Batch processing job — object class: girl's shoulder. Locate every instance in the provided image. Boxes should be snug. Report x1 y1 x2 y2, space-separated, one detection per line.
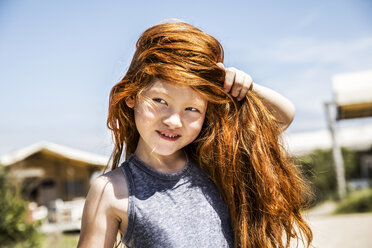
88 168 129 219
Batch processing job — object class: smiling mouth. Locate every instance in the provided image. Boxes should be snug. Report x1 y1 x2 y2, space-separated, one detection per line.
156 131 181 141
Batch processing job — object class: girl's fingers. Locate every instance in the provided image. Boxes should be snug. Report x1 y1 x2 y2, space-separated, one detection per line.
223 68 236 92
237 74 252 101
217 63 253 101
231 70 245 97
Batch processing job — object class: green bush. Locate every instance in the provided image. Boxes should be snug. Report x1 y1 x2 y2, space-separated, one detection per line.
296 148 358 205
335 189 372 214
0 167 39 248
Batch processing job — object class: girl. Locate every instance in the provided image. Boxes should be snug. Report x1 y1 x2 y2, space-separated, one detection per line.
78 22 312 247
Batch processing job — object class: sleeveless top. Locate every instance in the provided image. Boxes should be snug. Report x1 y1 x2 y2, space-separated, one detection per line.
121 154 234 248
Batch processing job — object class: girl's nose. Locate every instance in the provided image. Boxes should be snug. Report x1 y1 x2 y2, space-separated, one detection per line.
163 113 182 129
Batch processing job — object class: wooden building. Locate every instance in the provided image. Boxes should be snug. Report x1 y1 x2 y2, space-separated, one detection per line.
0 142 108 206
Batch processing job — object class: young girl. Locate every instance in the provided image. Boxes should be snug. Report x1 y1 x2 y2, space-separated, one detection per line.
78 22 312 247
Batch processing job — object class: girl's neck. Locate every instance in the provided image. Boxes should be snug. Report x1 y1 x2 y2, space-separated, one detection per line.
134 148 187 173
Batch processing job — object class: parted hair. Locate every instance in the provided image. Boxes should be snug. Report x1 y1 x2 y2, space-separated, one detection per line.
107 22 312 248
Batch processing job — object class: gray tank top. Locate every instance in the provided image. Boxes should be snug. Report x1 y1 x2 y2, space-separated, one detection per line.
121 155 234 248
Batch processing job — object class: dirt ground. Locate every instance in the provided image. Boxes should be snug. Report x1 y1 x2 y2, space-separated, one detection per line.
300 213 372 248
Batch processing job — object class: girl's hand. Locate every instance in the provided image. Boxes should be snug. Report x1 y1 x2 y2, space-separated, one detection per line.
217 63 253 101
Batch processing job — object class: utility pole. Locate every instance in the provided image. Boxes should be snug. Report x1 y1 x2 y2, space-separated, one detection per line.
324 102 346 199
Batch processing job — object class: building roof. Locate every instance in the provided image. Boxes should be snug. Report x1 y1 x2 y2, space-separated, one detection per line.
332 70 372 106
0 141 109 166
283 124 372 155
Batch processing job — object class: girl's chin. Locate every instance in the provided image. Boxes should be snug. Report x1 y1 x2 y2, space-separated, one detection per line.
154 149 181 157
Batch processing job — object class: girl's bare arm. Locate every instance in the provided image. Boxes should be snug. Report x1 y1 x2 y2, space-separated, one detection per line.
78 172 125 248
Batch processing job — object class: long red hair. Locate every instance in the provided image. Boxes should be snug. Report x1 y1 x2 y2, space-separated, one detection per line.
107 22 312 247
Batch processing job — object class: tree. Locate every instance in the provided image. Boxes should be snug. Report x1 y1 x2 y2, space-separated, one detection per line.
296 148 357 204
0 168 39 248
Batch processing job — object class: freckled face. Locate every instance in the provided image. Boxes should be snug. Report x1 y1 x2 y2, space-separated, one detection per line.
127 79 207 159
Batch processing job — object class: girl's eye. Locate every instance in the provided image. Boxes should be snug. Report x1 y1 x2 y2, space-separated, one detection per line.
152 98 167 104
186 107 200 113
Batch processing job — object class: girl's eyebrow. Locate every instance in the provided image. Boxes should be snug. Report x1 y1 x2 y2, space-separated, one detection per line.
149 88 173 100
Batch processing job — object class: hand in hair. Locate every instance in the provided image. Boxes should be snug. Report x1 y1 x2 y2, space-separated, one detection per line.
217 63 253 101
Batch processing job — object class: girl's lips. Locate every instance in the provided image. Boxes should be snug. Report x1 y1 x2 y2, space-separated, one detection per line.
156 131 181 141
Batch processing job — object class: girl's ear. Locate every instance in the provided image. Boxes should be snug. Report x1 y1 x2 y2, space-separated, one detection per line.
125 96 136 108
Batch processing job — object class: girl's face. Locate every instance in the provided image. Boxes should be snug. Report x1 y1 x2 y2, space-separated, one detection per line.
○ ○ ○ ○
#### SET EXERCISE
Reproduce all of the records above with "snug" swapped for "tight" wherever it occurs, keeping every other word and figure intact. Leave the pictures out of the reproduction.

#### SOLUTION TO THE PROBLEM
Batch processing job — object class: girl's shoulder. Locate every instance in the provided image. Boxes should be tight. Report x1 y1 x2 y2, space-separated, one detection per line.
88 168 129 219
Batch processing job — object class: smiling mouth. Locate every instance in the provided image. Boxes should be tight. Report x1 y1 x2 y2, space-separated, one detection per line.
156 131 181 141
Batch processing job — object class: girl's fingers. Locate every instance in the provided image. Boxes should be tight. Report x1 y1 x2 y2, space-separated, one detection per line.
223 68 236 92
237 74 252 101
217 63 253 101
231 70 245 97
Batch processing job — object class: green bush. Locate every instance in the provided image. Boxes should be tight. Report x1 y1 x2 y2, space-separated, one detection per line.
296 148 358 205
335 189 372 214
0 167 39 248
Batch processing job — object class: girl. Locate every instance in the provided image. Boxes should be tight. Report x1 y1 x2 y2, space-separated, one detection per line.
78 22 312 247
Batch processing job — object class: sleeveless top. Locate every instance in the provided image. Boxes should be tight. Report x1 y1 x2 y2, space-separated, one detection per line.
121 154 234 248
Batch processing job — object class: girl's nose. Locate every instance in the provided image. Boxes should be tight. Report x1 y1 x2 y2, space-separated, one detection per line.
163 113 182 129
Batch processing job — object class: wooden building. Locate every instance in the provided image. Boxes should be tight. Report x1 y1 x2 y2, space-separated, one detection per line.
0 142 108 206
Batch processing job — object class: young girl. Locate every instance in the provided image. Boxes should be tight. Report x1 y1 x2 y2, space-separated, one detection per line.
78 22 312 247
Batch processing job — object class: girl's neck. Locate every instance in the provided image. Boxes should be tight. Report x1 y1 x2 y2, space-separated, one detection per line.
134 148 187 173
Batch processing job — object class: parted hair. Locate every instance in the provided image. Boxes should be tight. Report x1 y1 x2 y2, space-separated, one detection per line.
107 22 312 248
Batch processing job — object class: gray tank top. Locate every instance in the provided image. Boxes should be tight. Report x1 y1 x2 y2, space-separated, one detection per line.
121 155 234 248
Batch processing job — object class: dirt ground. Locate every instance in the provided image. Boxes should be tight. Report x1 y1 x2 y2, space-separated, one detection per line.
300 213 372 248
Batch processing job — object class: girl's hand. Locate every instance in the provided image. Boxes should be tight. Report x1 y1 x2 y2, space-separated, one detection per line.
217 63 253 101
Batch processing job — object class: utility pole. Locate every instance in the provided image. Boxes should be tight. Report x1 y1 x2 y2, space-separated, one detection per line.
324 102 346 199
Batch processing job — object class: building roof. Locate every instance in the provided image. Boxes should be tight. Report x1 y1 x2 y2, space-separated, one detection per line.
332 70 372 106
0 141 109 166
283 124 372 155
Batch processing job — object class: girl's chin. Locate every instance in the provided image. Boxes should be tight. Report x1 y1 x2 y2, space-separated, one detection per line.
154 149 181 157
Batch processing job — object class: girl's bare arm. Locate every instance in the provided image. Boxes should be tight. Report x1 y1 x2 y2, space-separated, one detection per line.
78 172 125 248
Batch processing job — object class: long red hair. Locate every instance in the provided image. Boxes should be tight. Report x1 y1 x2 y2, space-separated, one detection per line.
107 22 312 247
Batch processing job — object class: tree. Locate every instance in the provided image. Boxes should be tight. Report x1 y1 x2 y2, space-separated, one detection per line.
296 148 357 204
0 168 39 248
Batch processing job — object class: freckled face. Locate every instance in the provided image. Boxes should be tight. Report x1 y1 x2 y2, space-separated, one detection per line.
127 79 207 159
Batch processing job — object class: girl's eye. Locate every instance in the provided image. Boxes should be tight. Report x1 y1 x2 y2, space-separated, one detection per line.
152 98 167 104
186 107 200 113
Batch processing job — object class: girl's eyebrow. Locate every instance in the provided image. Boxes should be tight. Report x1 y1 x2 y2, space-separated, one detection per line.
149 88 173 100
Batch processing job — object class: hand in hair. Locate every instance in the provided image. Boxes should be tight. Report x1 y1 x2 y2, space-separated, one detection per line.
217 63 253 101
Batch processing job — object class: girl's lips. Locate every instance in the provided image. Boxes should be tight. Report x1 y1 x2 y2, space-separated, one detection per line.
156 131 181 141
Batch processing job — object class: girl's ear. Locate every instance in the provided image. Boxes should be tight. Report x1 y1 x2 y2, space-separated, one detection per line.
125 96 136 108
Batch processing job — object class: girl's face. Locate every instance in the provided image. Boxes should be tight. Report x1 y1 x2 y2, space-separated, one detection per line.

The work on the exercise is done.